SUPPLIED INFORMATION:
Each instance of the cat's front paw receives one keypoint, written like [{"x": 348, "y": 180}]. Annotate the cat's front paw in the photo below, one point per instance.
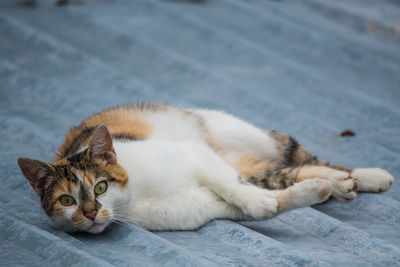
[
  {"x": 373, "y": 179},
  {"x": 260, "y": 205},
  {"x": 345, "y": 186}
]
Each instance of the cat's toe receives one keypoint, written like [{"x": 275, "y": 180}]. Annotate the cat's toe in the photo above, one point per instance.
[
  {"x": 345, "y": 187},
  {"x": 373, "y": 179}
]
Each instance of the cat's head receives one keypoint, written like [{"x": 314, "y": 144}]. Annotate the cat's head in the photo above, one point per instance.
[{"x": 83, "y": 192}]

TASK REQUIREMENTS:
Rewrite every line of the entries above as a Markdown table with two columns, Row and Line. Skip blank lines and leave the pictures out.

OUTPUT:
| Row | Line |
|---|---|
| 1 | Each instance of the cat's front paw receives one keypoint, written like [{"x": 348, "y": 180}]. Annotate the cat's front paw in the photo below, one point per instance. |
| 2 | [ |
| 3 |   {"x": 373, "y": 179}, |
| 4 |   {"x": 260, "y": 205}, |
| 5 |   {"x": 345, "y": 186} |
| 6 | ] |
| 7 | Each instance of the cat's toe receives one keypoint, written like [{"x": 275, "y": 180}]. Annotate the cat's toe in the photo above, one point per instance. |
| 8 | [ |
| 9 |   {"x": 345, "y": 187}, |
| 10 |   {"x": 373, "y": 179} |
| 11 | ] |
| 12 | Each instance of the cat's head receives one keypoint, written like [{"x": 314, "y": 144}]. Annotate the cat's head in the photo above, one point per instance. |
| 13 | [{"x": 83, "y": 192}] |